* Objective 1: Count the lines of the records below that contain the word "blue", and give only the number.

* Extracted text:
· · · · ·

1723 - 1801 Meter: 184.108.40.206.7.7 Composer of "ZEIGE MIR DEIN ANGESICHT" in The Cyber Hymnal Gregor, Christian, son of Georg Gregor, a peasant living in the Silesian village of Dirsdorf, near Peilau, was born at Dirsdorf, Jan. 1, 1723. In 1742 he went to Herrnhut, where he was at first employed in tuition. He became leader of the music in the [Moravian] Brethren's congregation at Herrnhaag, in 1748, and in 1749 at Zeist; but in 1753 he returned to Herrnhut as cashier of the Brethren's Board of Direction. He was, in 1756, ordained diaconus, in 1767 presbyter, and in 1789 bishop of the Brethren's Church. On Nov. 6,1801, he attended a meeting, held at Herrnhut, of the Board of Direction of which he had been a member from 1764. Just as he entered his house at Berthelsdorf, near Herrnhut, he was struck with paralysis, and died that same day. (Koch, vi. 436; Allgemeine Deutsche Biographie, ix. 630.)
He was a man greatly beloved and respected, simple of heart, loving, earnest and hardworking; and was entrusted with many important missions and visitations. His hymns are characterised by childlike fervour of devotion to his crucified Lord. A number appeared in Des kleinen Brüder-Gesangbuchs dritter Theil, Barby, 1767; but they were mostly contributed to the Gesang-buch zum Gebrauch der evangelischen Brüder Gemeinen, Barby, 1778, of which he was the principal editor. He was also an excellent organist, and edited, in 1784, a collection of accompanying tunes for the hymnbook of 1778, contributing thereto various melodies by himself. A little volume entitled Historische Nachrteht vom Brüder-Gesangbuche des Jahres 1778, und von dessen Lieder-Verfassern, Gnadau, 1835 (2nd ed., 1851), occasionally referred to in these pages, is based on materials collected by Gregor.

· · · · ·

* Record list:
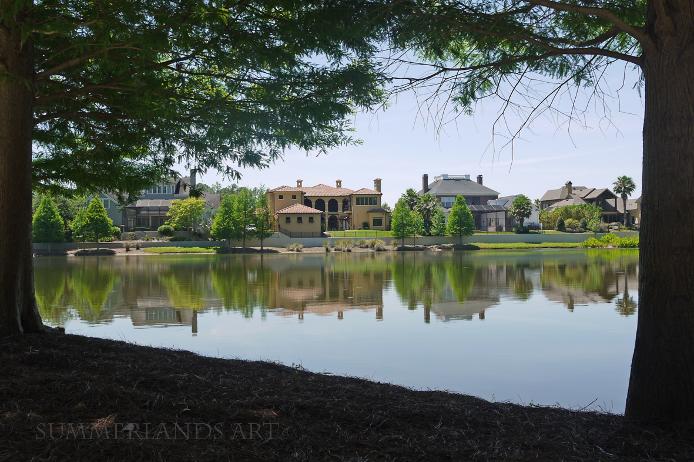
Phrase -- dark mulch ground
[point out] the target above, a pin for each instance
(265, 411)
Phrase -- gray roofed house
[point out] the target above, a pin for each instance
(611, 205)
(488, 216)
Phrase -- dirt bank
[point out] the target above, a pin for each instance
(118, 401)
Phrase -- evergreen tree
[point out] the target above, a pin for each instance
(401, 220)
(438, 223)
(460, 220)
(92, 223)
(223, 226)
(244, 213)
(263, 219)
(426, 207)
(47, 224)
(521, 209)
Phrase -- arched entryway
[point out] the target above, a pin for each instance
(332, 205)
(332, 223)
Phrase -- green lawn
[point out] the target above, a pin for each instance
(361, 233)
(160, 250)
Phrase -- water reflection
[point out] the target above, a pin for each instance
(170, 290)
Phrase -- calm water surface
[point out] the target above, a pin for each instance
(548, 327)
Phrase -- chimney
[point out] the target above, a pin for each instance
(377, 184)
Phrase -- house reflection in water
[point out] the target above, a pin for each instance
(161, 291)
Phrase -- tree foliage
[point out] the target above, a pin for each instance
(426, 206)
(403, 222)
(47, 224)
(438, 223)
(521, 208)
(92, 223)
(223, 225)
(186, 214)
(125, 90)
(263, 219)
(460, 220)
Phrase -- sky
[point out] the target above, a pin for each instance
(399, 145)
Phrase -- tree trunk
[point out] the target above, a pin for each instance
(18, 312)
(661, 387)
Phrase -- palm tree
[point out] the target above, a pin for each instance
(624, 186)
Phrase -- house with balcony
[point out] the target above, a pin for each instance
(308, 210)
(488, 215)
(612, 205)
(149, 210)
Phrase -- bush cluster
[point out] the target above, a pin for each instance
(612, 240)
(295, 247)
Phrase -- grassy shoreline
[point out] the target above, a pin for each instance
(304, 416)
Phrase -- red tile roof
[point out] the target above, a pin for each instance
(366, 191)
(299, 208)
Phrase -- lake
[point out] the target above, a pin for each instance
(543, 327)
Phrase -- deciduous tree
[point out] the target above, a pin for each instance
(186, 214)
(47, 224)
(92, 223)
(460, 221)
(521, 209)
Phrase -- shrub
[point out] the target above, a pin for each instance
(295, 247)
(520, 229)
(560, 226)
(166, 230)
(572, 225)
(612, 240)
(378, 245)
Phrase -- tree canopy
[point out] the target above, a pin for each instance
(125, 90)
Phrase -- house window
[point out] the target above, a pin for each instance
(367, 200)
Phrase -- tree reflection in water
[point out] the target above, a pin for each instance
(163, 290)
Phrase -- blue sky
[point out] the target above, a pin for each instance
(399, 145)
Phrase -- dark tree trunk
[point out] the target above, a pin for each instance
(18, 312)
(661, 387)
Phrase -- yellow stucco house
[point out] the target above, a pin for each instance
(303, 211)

· · · · ·

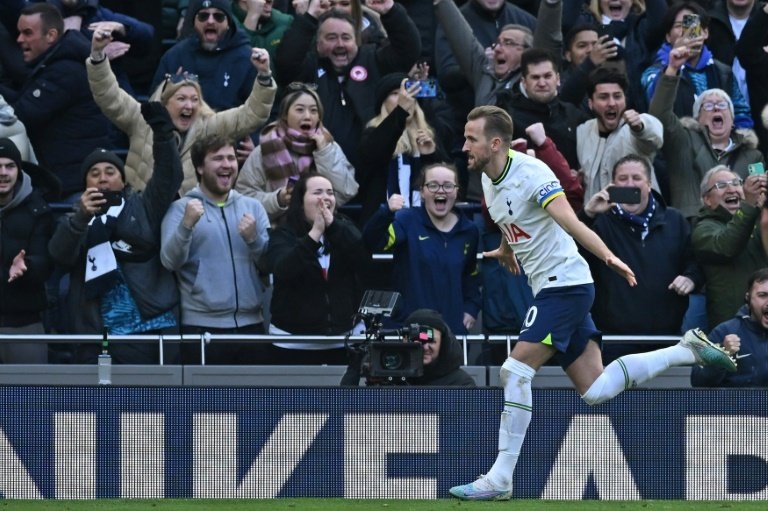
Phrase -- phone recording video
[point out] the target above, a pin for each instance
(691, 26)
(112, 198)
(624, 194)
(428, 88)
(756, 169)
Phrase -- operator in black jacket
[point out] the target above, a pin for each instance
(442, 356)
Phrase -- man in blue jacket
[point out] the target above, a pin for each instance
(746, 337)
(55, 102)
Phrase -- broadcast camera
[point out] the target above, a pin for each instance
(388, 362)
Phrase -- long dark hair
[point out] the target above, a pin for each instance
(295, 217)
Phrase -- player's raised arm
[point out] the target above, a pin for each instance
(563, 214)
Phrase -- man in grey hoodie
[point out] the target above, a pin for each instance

· · · · ·

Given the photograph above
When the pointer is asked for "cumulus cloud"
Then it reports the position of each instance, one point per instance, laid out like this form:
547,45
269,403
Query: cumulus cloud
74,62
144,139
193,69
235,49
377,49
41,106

· · · · ·

* Objective 2: According to the biography of Christian Gregor above, in what year did he become a bishop of the Brethren's Church?

* Complete output 1: 2

* Complete output 2: 1789